-- Excerpted data --
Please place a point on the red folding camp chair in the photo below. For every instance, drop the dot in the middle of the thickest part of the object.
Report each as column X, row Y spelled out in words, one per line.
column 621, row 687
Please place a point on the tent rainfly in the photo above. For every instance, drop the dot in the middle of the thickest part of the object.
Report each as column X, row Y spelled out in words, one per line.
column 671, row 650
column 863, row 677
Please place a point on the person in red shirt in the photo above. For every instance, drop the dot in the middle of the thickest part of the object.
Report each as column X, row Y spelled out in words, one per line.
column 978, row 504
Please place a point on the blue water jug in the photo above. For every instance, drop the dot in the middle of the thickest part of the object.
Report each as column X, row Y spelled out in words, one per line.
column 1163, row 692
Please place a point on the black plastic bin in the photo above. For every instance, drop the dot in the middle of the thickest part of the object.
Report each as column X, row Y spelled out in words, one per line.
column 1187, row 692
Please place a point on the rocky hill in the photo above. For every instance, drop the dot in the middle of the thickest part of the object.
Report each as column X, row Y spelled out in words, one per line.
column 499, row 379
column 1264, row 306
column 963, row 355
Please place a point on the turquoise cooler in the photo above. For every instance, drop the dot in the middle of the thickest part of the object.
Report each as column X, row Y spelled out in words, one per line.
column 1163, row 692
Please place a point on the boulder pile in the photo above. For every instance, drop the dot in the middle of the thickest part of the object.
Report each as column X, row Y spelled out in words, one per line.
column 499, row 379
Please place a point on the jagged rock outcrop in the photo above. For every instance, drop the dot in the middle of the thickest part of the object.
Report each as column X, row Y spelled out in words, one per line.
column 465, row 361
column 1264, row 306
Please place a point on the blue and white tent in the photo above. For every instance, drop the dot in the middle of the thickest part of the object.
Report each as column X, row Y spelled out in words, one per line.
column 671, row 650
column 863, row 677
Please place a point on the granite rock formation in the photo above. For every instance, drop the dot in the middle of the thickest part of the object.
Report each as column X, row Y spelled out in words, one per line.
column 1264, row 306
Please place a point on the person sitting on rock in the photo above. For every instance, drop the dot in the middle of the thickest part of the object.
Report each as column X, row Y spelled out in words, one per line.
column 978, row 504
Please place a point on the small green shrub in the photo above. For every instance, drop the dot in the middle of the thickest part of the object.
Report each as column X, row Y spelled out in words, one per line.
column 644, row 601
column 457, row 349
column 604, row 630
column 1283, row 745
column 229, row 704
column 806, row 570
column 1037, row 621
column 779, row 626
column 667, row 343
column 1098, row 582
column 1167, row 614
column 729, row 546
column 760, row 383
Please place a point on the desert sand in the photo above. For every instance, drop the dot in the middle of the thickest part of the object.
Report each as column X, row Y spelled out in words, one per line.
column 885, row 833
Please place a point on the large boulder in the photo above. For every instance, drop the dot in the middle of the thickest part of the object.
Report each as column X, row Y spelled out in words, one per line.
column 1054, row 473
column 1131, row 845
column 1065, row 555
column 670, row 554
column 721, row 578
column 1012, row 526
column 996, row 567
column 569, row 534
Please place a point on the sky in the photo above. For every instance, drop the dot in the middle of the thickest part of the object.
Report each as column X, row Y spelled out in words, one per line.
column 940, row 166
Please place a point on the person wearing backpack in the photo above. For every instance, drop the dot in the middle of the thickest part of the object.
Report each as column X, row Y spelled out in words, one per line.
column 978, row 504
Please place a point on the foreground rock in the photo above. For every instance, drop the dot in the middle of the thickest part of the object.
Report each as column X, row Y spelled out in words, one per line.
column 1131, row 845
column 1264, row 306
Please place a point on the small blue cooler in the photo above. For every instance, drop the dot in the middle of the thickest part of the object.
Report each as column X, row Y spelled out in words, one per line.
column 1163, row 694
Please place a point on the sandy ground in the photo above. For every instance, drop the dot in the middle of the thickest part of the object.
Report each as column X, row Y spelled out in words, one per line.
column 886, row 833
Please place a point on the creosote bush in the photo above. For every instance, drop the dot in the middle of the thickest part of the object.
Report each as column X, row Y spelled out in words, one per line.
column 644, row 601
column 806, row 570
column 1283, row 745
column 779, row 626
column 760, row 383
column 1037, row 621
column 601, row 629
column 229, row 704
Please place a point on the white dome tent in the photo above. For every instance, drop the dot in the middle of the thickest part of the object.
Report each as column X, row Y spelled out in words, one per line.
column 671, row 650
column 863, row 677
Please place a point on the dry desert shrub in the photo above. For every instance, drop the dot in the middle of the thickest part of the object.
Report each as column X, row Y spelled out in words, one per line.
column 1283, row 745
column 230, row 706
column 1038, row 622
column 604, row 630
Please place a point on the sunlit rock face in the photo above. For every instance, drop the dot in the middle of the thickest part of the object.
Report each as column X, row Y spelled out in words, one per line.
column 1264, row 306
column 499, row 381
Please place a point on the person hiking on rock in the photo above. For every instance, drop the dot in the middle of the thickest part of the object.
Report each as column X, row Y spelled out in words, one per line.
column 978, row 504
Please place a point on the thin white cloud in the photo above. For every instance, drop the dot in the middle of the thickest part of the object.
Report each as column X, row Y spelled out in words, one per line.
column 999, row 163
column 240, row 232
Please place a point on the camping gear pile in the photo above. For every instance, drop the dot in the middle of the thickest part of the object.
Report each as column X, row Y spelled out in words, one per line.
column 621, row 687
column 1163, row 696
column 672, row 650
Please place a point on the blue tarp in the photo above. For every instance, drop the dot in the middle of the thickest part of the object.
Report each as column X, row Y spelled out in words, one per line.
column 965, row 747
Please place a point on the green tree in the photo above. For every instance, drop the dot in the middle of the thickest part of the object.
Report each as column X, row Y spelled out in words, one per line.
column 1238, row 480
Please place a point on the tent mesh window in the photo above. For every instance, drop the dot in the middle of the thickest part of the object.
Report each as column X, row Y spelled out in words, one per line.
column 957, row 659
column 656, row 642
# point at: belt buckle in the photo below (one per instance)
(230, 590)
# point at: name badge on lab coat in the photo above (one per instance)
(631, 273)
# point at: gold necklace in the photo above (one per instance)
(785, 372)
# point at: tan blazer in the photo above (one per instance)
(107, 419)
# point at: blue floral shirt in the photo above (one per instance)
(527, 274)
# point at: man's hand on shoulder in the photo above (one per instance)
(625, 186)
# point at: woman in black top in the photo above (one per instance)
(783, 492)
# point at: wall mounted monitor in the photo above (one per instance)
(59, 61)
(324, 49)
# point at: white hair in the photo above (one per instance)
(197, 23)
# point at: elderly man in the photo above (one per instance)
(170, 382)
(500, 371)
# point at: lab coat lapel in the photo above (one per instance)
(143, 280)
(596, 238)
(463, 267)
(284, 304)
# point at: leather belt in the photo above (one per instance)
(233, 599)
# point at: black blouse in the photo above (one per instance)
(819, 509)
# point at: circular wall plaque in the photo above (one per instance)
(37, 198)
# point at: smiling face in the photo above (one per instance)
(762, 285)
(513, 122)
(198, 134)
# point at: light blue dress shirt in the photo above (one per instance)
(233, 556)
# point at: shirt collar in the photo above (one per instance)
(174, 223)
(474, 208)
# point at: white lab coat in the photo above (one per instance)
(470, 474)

-- Problem requirements --
Could you reproduce, word for word, everything in the material above from the line containing "Please place a point on the large" down to the line containing "column 569, row 534", with both of those lines included?

-- Completed exercise --
Please place a point on the large boulder in the photo above. For every instance, drop the dot in the middle of the thickest part of the object.
Report each as column X, row Y spelled out in words, one per line.
column 1054, row 473
column 1131, row 845
column 1065, row 555
column 670, row 554
column 721, row 578
column 1012, row 526
column 996, row 567
column 569, row 534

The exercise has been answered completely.